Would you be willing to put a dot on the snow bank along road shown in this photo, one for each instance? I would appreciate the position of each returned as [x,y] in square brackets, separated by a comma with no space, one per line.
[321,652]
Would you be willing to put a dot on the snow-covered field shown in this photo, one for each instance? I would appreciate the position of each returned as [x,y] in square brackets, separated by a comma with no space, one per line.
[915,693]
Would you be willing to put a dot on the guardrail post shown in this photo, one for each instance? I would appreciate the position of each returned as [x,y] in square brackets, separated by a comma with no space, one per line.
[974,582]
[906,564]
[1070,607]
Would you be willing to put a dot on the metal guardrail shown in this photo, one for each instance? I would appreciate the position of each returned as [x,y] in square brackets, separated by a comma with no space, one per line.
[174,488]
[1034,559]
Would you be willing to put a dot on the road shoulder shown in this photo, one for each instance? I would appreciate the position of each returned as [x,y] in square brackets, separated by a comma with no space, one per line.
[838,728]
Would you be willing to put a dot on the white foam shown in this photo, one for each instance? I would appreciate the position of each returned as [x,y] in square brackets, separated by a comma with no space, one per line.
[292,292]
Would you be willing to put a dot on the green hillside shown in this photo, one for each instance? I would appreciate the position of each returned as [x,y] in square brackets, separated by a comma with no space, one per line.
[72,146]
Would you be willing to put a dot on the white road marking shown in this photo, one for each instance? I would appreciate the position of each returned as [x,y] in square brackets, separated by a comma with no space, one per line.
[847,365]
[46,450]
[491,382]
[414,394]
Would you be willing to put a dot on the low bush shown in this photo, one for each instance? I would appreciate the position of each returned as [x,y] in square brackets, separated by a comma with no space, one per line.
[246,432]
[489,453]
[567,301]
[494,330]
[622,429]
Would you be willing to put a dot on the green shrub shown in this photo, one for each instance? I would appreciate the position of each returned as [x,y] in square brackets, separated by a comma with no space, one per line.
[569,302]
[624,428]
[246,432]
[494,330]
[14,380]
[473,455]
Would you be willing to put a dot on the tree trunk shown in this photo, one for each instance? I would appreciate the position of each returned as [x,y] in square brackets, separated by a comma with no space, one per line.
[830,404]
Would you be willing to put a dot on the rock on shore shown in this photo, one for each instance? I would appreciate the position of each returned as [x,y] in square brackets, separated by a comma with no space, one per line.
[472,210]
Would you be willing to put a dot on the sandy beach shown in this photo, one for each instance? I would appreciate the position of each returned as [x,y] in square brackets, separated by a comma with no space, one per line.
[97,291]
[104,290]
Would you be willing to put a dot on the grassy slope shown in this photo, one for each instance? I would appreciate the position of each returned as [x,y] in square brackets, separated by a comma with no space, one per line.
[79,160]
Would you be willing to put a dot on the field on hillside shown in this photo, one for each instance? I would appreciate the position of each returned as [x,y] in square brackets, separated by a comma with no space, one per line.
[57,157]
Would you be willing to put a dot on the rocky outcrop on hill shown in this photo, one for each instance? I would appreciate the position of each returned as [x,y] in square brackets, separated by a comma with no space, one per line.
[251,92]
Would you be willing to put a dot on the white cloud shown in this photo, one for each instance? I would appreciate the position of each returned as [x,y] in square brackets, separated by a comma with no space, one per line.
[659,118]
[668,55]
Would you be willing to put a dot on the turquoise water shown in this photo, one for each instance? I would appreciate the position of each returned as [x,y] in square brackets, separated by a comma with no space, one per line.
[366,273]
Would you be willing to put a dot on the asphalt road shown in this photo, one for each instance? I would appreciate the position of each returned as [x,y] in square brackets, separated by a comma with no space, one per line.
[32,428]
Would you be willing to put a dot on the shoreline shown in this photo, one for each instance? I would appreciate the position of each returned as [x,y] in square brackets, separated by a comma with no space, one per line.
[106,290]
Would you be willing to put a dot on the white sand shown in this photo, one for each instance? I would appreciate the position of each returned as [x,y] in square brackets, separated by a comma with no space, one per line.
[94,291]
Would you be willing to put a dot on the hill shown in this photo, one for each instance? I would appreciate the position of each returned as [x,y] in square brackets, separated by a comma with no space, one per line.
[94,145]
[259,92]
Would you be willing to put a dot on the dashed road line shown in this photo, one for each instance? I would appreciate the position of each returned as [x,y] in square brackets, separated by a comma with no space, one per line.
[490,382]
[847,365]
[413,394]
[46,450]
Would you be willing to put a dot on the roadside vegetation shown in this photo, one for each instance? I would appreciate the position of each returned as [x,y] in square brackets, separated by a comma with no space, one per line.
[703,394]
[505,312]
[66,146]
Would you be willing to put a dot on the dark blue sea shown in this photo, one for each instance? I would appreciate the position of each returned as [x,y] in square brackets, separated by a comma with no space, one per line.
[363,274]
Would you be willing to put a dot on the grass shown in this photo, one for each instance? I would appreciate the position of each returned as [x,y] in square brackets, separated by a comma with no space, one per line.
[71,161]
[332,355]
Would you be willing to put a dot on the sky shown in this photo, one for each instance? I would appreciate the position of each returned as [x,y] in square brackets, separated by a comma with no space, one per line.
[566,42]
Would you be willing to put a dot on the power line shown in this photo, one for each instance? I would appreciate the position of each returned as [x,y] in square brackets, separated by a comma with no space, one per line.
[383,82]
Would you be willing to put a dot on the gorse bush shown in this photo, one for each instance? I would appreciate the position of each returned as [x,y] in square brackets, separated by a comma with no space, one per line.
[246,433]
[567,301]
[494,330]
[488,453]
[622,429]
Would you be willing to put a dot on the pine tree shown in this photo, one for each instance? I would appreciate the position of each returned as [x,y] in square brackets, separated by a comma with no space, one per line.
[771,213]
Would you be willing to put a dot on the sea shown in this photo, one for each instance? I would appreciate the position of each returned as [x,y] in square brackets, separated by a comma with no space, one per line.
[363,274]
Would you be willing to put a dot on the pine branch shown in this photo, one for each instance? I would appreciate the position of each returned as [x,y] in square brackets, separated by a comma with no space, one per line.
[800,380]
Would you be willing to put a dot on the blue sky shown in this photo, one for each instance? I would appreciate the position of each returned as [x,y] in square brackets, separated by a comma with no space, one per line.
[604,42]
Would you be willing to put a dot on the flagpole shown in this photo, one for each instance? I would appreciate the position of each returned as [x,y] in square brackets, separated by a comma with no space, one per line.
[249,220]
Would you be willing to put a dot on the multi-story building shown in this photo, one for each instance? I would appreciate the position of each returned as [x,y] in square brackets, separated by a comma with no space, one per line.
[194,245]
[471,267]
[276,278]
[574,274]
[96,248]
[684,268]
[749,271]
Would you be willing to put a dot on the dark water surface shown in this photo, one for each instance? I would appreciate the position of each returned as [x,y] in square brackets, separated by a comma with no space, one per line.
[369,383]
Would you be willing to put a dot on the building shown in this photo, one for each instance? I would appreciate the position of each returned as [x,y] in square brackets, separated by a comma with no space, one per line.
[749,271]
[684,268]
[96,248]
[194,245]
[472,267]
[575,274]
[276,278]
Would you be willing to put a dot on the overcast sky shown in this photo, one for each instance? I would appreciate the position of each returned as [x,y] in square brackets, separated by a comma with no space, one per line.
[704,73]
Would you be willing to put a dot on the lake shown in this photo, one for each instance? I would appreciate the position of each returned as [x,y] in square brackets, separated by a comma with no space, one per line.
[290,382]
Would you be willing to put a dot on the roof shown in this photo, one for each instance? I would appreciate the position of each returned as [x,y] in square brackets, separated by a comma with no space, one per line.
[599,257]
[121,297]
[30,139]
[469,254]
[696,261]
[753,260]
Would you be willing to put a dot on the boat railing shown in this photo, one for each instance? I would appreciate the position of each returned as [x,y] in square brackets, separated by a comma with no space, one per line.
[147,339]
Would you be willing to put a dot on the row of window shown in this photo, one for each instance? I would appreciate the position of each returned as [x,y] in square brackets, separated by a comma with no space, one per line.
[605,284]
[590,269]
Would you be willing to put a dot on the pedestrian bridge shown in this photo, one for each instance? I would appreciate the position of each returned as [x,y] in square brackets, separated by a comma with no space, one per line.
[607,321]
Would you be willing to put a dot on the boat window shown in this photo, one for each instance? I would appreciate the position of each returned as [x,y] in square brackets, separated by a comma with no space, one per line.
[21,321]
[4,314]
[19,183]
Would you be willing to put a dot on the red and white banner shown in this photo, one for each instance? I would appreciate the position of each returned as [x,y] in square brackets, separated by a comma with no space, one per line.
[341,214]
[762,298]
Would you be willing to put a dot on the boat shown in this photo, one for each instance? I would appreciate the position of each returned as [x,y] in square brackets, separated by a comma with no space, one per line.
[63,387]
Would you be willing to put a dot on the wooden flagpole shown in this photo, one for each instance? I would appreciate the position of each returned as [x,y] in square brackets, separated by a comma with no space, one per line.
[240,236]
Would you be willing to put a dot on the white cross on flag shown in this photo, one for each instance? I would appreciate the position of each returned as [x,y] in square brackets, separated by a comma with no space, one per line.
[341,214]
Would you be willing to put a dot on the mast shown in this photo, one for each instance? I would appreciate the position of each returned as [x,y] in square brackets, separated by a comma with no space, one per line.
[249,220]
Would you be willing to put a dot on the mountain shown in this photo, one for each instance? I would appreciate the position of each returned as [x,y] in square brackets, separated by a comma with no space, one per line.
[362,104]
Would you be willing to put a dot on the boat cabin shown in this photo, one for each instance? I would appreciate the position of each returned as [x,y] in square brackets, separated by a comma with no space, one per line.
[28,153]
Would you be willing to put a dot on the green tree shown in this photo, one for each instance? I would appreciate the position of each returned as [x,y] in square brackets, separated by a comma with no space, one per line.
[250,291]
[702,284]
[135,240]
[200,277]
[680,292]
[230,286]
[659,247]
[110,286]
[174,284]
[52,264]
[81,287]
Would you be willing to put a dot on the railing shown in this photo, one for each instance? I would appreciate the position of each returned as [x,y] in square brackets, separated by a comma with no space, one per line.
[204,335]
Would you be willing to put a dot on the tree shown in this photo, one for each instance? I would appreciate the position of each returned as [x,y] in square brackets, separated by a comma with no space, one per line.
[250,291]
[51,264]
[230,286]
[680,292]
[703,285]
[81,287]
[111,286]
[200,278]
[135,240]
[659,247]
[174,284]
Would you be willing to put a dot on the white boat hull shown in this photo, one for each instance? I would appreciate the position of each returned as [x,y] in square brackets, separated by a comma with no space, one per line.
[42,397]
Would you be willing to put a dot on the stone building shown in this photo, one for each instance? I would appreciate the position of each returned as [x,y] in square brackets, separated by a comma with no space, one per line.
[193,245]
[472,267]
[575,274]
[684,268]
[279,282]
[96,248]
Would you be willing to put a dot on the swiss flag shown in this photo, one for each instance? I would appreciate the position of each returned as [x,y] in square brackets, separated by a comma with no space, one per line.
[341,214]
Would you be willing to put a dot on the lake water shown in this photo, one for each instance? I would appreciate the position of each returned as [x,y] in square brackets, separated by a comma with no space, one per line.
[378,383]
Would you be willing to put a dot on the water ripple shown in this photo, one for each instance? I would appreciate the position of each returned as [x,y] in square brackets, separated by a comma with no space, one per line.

---*---

WHAT YOU SHOULD DO
Starting from the line with "Would you be willing to put a dot on the stone" and ending with the final line of the data, quote every line exactly, both ends included.

SOLUTION FOR THIS PROBLEM
Would you be willing to put a dot on the stone building shown in this photo, one for each instance? I would appreciate the position of each returned as [x,y] in square brackets, separated by a comma with no space, one per line.
[193,245]
[472,267]
[575,274]
[684,268]
[279,282]
[96,248]
Would you be willing to put a dot on the swiss flag shown in this photo, one for each instance? I would appreciate the position of each returned as [x,y] in square brackets, separated by a comma with no space, one per line.
[341,214]
Would you be willing to put a dot on the lake water shown in this photo, one for each instance? I would appreciate the position of each returned as [x,y] in square brackets, separated by a comma with no space, one per line.
[378,383]
Would you be willing to put a dot on the water ripple shown in this photo, one for each instance? I would appreciate the position of each returned as [x,y] in square brackets, separated by a comma with no space, one per line.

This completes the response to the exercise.